> DATA FOR THIS TASK
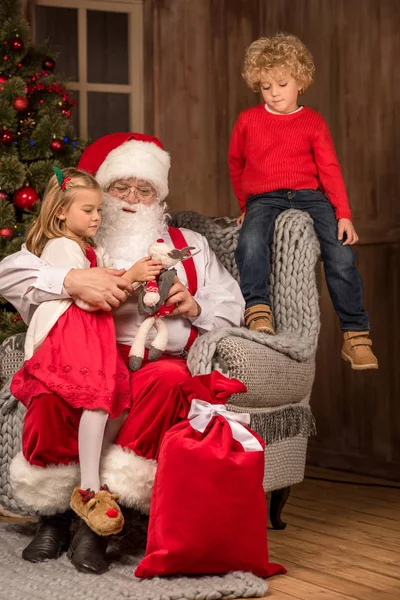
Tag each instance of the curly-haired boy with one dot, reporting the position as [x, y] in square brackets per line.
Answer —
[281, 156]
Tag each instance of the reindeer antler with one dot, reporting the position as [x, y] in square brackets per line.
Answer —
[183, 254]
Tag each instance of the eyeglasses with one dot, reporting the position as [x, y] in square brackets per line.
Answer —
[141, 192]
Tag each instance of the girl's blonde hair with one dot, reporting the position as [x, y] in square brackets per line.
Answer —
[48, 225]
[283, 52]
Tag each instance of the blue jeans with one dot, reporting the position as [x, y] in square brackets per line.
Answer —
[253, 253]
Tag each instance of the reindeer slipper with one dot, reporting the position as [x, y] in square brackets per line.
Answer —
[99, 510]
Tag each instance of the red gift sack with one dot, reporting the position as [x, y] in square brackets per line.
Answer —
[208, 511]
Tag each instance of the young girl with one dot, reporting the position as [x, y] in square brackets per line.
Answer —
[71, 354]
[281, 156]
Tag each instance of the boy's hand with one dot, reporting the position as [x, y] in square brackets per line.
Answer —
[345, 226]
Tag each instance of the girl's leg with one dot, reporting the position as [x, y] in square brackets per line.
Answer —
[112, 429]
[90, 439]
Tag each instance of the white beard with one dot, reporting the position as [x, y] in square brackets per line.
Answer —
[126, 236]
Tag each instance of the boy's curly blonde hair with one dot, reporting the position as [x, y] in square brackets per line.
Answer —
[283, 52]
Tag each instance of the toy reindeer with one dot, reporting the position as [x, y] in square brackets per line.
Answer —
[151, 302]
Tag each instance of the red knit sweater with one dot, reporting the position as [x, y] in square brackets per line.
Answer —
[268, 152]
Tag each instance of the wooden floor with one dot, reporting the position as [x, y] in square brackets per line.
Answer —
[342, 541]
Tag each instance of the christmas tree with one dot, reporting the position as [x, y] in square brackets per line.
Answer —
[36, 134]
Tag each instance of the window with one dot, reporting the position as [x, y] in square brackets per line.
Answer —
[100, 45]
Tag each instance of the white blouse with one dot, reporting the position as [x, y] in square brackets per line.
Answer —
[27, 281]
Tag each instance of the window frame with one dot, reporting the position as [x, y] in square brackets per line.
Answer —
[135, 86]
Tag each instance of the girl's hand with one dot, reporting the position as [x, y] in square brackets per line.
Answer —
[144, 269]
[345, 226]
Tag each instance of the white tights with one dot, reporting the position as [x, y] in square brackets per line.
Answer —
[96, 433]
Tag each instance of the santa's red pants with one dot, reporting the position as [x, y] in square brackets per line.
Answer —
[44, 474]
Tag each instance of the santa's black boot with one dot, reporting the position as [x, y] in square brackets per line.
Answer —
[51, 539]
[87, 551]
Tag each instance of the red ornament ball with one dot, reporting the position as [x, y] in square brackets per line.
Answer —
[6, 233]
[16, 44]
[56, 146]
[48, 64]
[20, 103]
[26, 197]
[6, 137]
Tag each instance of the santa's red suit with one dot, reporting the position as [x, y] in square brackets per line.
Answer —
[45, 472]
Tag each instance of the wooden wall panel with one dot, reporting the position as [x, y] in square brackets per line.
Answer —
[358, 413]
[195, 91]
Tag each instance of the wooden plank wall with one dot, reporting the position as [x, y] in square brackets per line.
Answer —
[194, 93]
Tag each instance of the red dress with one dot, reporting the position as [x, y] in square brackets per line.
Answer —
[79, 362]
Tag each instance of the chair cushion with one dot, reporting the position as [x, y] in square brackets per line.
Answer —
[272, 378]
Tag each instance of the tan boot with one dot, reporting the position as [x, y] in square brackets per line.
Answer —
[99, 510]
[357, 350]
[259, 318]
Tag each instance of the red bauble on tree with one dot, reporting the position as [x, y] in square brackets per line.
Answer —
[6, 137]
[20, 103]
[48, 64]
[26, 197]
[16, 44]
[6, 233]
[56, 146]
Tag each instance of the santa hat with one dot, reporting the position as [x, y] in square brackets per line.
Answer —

> YOUR INSTRUCTIONS
Quote every entry exactly, with the pictures omitted.

> TASK OUTPUT
Tag each instance of the curly-haired boy with one dot, reporting the position as [x, y] in square brackets per line.
Answer —
[281, 156]
Tag each instance of the reindeer antler with one dot, reporting the position as [x, y] in square brackets per line.
Answer —
[183, 254]
Tag each instance of the eyeglasses with one dot, reporting the position as [x, y] in square brackets per line.
Answer —
[141, 192]
Tag each instance of the girl's blonde hair with one dot, reporting the position as [x, y] in square brackets per line.
Answer —
[48, 225]
[283, 52]
Tag each instance of the blue jeans with one dot, reporting the position as [x, y] in square brackets per line.
Answer —
[253, 253]
Tag each instance of the reindeer slipper with one dot, reporting the position as [x, y] in square brackets per line.
Answer —
[99, 510]
Tag each instance of the red gift sack with one dot, reporting the position as [x, y] in square brackets per line.
Answer —
[208, 511]
Tag each instance of the young girl with one dot, reporting the position as [x, y] in square brackets per line.
Answer —
[71, 354]
[281, 156]
Tag each instance of the boy's hand with one dot, reporting the position as [x, y] in square brackets per line.
Answer —
[345, 226]
Tag each instance of the girl's leg with one dot, reporting the position as [x, y] in square brackets per line.
Answer —
[112, 429]
[90, 439]
Tag each instance of the white beard with one dot, reporting the position as [x, y] in square brackets per line.
Answer —
[126, 236]
Tag each instance of the boy's curly blonde hair with one dot, reporting the position as [x, y] in square brackets per line.
Answer —
[283, 52]
Tag each instance of the toy reindeer with one dot, reporting the position as [x, y] in square brackets per line.
Answer —
[151, 302]
Tag each instance of the red knit sweater with one dot, reporting the position as [x, y] in square brackets per line.
Answer —
[268, 152]
Tag each instance of the wooden floor with one dot, reporting the position as [x, y] in square brackets per line.
Answer —
[342, 541]
Tag each instance of the christmas tree with one dot, reporting the position as [x, y] in square brackets per line.
Answer —
[36, 134]
Tag each instance of the window with one dot, reporting the position as [x, y] in square brackets per line.
Answer —
[100, 45]
Tag each instance of the white blouse with one dot, reporting the position as [x, y] in square brackets per line.
Answer —
[27, 281]
Tag each instance of the window frame with one dot, reporting the position as [x, y] in square brackets per line.
Answer —
[135, 86]
Tag each instance of the girl's hand with one dot, reporting the position as [x, y] in square brackets per line.
Answer —
[144, 269]
[345, 226]
Tag each instance of the white tights with one dot, reporting the position as [x, y] in square brackets per line.
Answer —
[96, 433]
Tag each instance of the santa's red pants with one dot, reporting the position as [x, y] in square brackets per line.
Answer —
[44, 474]
Tag each instance of the santa's black boot with one dot, reporting the position as [x, y] in square brackets per line.
Answer —
[51, 539]
[87, 551]
Tag each instance of the red ornament ball with one dot, reporting the position as [x, y] in square brackets per line.
Answer —
[6, 233]
[16, 44]
[56, 146]
[48, 64]
[20, 103]
[26, 197]
[6, 137]
Tag each instance of the santa's red suit with one dot, reporting the position as [x, y] in square brackets per line.
Answer —
[45, 472]
Tag each instance of the wooden wall panel with one dot, reporting the position as [x, y] in square brackets per line.
Answer —
[358, 413]
[195, 91]
Tag each instance of the wooden plank wall with one dot, reporting the position as [x, y] in square brackets per line.
Answer —
[194, 93]
Tag each instance of the red dress with one dot, reporting the position as [x, y] in square brackets per line.
Answer —
[79, 362]
Tag each instance of the chair cushion with one dot, reporting the position as [x, y] in square brackets per line.
Answer —
[272, 378]
Tag each instance of the tan boot with one dot, reporting the position as [x, y] in square brackets per line.
Answer —
[99, 510]
[357, 350]
[259, 318]
Tag each instance of the red bauble on tree with one dot, reporting the position as [x, y] in square brackets per line.
Answer —
[6, 137]
[20, 103]
[48, 64]
[26, 197]
[16, 44]
[6, 233]
[56, 146]
Tag each instance of the santa hat with one dot, reporting the position as [x, y] in square brackets per line.
Answer —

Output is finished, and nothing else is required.